* [PASSAGE FOR REVIEW]
This post was suggested to me by Martin, my landlord and friend, after I texted him offering the mushrooms that came in my veg box (even though they were the ONE thing I said “please don’t ever give me”, le sigh) and describing my attitude towards them as “meh”. Though unconvinced that it was a real word, which I don’t think it is, Martin basically asked me to detail the “meh” things about London. So it is 49% his fault if I come across as too snarky. The other 51% is mine, for being snarky in the first place. Soz not soz. (Americans: this means “sorry”, I don’t know where it comes from, but I adore it and you should too).
Meh #1: I didn’t realize quite how full of angst I was about this, but Jesus Christ on a bike, the bagels, or rather, the dearth of good ones here. What do you do on weekend mornings, then, British people? I sit around and cry for a bagel, and when I’m feeling particularly sorry for myself, I defrost one of the precious Brooklyn bagels an American friend brought me, carrying them in his carry-on luggage like the priceless cargo they are. Of course, nothing beats a fresh, hot everything bagel with scallion cream cheese that doesn’t even need toasting because it has just been handcrafted by a ancient bagelman (it’s a word…in NYC anyway). I have to move on to Meh #2, my drool is getting everywhere.
Meh #2: London is a fabulous city, and I would like to look fabulous in it. Why is there no Rent the Runway or equivalent here? The cost of living here, and therefore looking fabulous here, is far higher and, I argue, the market is far more in need of a designer-wear rental company. Because I can’t afford to even look in the Gold Label section of T.K. Maxx (British T.J. Maxx, possibly his cousin or alter ego), and that’s before I do the mental aerobics of converting GBP to USD. Pro tip: Don’t do the math, it will only make you weep.
Meh #3: People who dutifully pick up their dog’s waste but then throw it, in its non-compostable plastic bag, either into my compost bin or right in front of my door. What did I ever do to you, stranger? I suppose this is a step up from New York, where dogs just crap on the sidewalk and their owners speed-walk away from the scene of the poo, hoping no one calls them out, which is honestly a huge gamble in a city where most people speak their minds to anyone and everyone.
It seems a very English thing to do, appearing to follow the rules dutifully until no one’s watching and then to hell with propriety. Like, I’m going to put my dog’s waste in a bag because this is the proper thing to do, oh yes yes of course, but then — THEN — I shall chuck that bag in front of someone’s home even though a rubbish bin can’t be far off! I hope that guilt keeps them awake at night. This might be my Catholic guilt, but when I make a shared-space misstep like I did the other day, when a older man and I accidentally elbowed each other as we were walking on a narrow sidewalk, he said with deep sincerity, “Sorry!”. I had my headphones on and didn’t hear him until he passed, so lost my window to reply and thus looked like a reticent jerk. That has bothered me for days. What’s that? Therapy? Yes, I’m in it.
That these are my main feelings of distaste — imparted by the dynamic use of “meh”– means I have it very good here in London. But I would never turn down better bagels or rentable high-end clothes that I can pretend belong to me. The people and their poo-chucking, I can do little about. It only takes one non-compostable bag to spoil the bunch, metaphorically speaking, so I endeavor to live another day not being that bag.
A “meh” post script: I know I don’t have Em dashes in this Content Management System, or a pound currency symbol. In case anyone thought I was just… leaving those out.

* [SUPPLIED MATERIAL]
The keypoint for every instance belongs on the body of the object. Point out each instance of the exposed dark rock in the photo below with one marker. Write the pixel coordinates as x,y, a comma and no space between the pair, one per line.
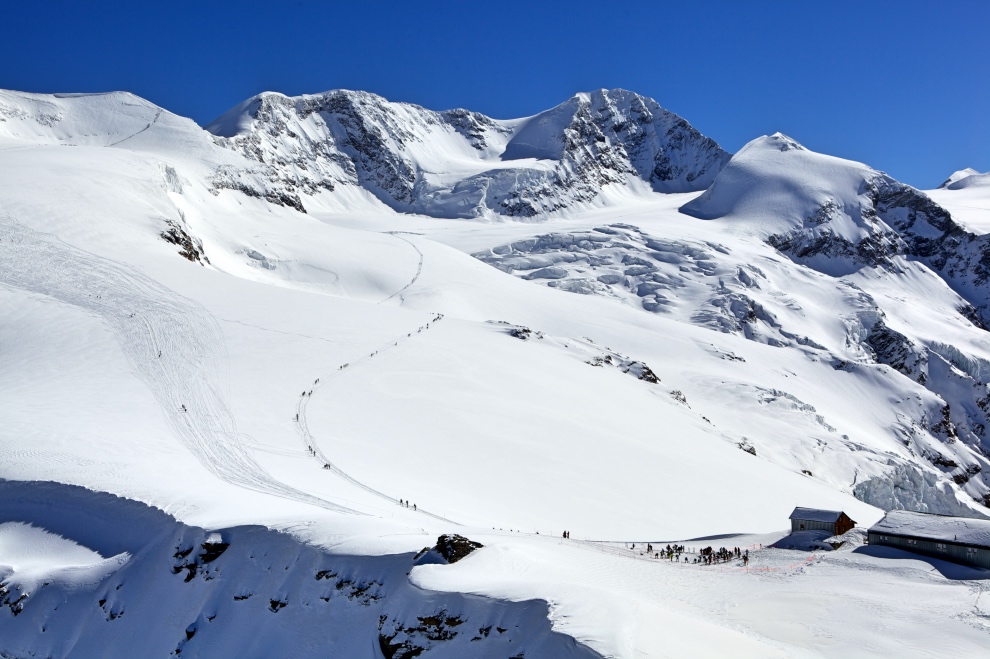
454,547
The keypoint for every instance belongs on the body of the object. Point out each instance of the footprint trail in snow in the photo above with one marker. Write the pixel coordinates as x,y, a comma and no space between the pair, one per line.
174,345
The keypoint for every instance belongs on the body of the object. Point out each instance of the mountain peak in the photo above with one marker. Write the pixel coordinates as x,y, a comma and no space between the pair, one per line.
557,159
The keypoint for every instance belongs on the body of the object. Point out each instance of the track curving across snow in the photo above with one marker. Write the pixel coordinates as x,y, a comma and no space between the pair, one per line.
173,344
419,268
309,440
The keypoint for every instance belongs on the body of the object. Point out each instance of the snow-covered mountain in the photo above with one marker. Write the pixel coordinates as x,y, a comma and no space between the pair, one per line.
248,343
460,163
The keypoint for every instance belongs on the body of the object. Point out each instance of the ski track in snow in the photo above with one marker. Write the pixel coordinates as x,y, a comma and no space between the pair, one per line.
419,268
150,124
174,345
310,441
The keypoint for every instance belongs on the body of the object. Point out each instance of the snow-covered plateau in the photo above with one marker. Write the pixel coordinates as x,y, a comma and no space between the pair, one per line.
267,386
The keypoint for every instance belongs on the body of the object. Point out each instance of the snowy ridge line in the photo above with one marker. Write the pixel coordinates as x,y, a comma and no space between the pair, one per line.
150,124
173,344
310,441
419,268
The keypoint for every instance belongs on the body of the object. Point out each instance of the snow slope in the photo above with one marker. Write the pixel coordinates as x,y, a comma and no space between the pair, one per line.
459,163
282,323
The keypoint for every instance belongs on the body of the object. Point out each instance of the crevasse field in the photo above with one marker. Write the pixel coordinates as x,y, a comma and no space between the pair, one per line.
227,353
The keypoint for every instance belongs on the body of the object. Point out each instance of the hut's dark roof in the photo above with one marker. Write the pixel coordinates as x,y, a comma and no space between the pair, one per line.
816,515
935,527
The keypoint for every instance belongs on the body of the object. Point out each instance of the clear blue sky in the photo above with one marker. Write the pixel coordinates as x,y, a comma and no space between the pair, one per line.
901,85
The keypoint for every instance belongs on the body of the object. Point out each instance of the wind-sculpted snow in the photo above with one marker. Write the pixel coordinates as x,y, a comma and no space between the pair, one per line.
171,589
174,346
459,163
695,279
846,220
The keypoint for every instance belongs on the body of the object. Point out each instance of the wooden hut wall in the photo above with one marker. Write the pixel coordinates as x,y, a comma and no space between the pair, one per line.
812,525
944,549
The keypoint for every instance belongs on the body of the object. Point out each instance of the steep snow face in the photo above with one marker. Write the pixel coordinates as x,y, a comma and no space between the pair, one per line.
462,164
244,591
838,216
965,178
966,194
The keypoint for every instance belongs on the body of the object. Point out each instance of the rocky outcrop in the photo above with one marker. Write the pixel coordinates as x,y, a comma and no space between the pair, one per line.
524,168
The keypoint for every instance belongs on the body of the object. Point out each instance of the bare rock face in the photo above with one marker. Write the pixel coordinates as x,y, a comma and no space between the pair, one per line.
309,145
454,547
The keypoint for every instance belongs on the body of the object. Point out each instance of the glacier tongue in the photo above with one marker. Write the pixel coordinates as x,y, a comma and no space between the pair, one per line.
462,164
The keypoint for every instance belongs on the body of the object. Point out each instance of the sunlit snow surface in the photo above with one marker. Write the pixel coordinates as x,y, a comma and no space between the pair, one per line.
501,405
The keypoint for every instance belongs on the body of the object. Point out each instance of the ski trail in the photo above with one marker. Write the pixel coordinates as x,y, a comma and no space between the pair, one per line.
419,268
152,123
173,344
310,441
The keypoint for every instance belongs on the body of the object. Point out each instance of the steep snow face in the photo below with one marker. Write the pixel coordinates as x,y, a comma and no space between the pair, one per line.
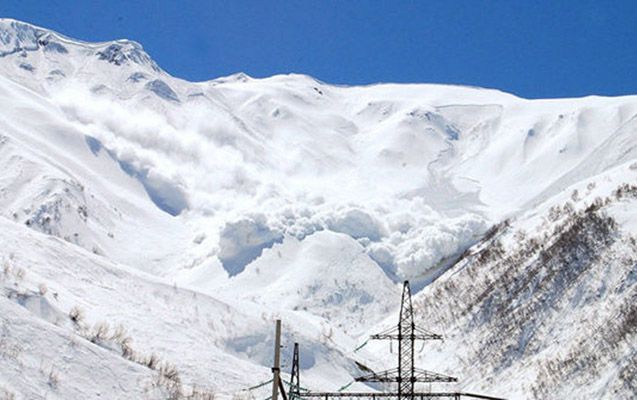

* [PROBLEMS TO WORK ON]
• A. Translate this sentence from the London post into Spanish: "Why is there no Rent the Runway or equivalent here?"
• B. Please retype the stretch of the London post from "Meh #1: I didn’t" through "is getting everywhere.", word for word.
The material has no connection to the London post.

* [ANSWERS FOR THE TASKS]
• A. ¿Por qué no hay Rent the Runway ni nada equivalente aquí?

• B.
Meh #1: I didn’t realize quite how full of angst I was about this, but Jesus Christ on a bike, the bagels, or rather, the dearth of good ones here. What do you do on weekend mornings, then, British people? I sit around and cry for a bagel, and when I’m feeling particularly sorry for myself, I defrost one of the precious Brooklyn bagels an American friend brought me, carrying them in his carry-on luggage like the priceless cargo they are. Of course, nothing beats a fresh, hot everything bagel with scallion cream cheese that doesn’t even need toasting because it has just been handcrafted by a ancient bagelman (it’s a word…in NYC anyway). I have to move on to Meh #2, my drool is getting everywhere.